> **YOUR TASK**
Take from the material every line containing the string "grassy" and copy it.

> **EXTRACTED MATERIAL**
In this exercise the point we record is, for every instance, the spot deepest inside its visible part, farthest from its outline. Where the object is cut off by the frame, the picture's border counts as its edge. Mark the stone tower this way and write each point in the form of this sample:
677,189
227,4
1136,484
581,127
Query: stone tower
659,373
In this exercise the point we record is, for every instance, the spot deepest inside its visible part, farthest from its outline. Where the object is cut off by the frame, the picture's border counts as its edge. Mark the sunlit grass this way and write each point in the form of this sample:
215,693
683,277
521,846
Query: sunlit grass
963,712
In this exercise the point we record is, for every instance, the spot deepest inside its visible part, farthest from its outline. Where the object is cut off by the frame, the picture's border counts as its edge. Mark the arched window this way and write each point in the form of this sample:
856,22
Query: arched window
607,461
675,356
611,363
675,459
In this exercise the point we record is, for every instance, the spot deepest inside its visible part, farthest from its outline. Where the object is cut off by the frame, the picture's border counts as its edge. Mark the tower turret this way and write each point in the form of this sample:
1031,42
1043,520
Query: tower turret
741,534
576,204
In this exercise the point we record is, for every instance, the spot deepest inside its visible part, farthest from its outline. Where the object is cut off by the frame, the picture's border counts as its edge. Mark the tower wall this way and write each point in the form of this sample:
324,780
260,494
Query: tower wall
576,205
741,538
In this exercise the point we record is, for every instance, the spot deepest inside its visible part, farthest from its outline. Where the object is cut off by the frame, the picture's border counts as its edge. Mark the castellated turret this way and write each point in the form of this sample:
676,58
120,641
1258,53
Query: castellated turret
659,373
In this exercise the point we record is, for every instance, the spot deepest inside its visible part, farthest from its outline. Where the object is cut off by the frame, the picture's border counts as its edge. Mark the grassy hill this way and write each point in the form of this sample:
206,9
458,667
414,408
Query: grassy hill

> **EXPECTED ANSWER**
In this exercise the point we record is, for every instance, the spot deepest inside its visible part, farthest from its outline. Where the object is cut off by the frame, the picture's border counts as its edge. Mark the grassy hill this way and write each point in the form of this sample:
Query: grassy hill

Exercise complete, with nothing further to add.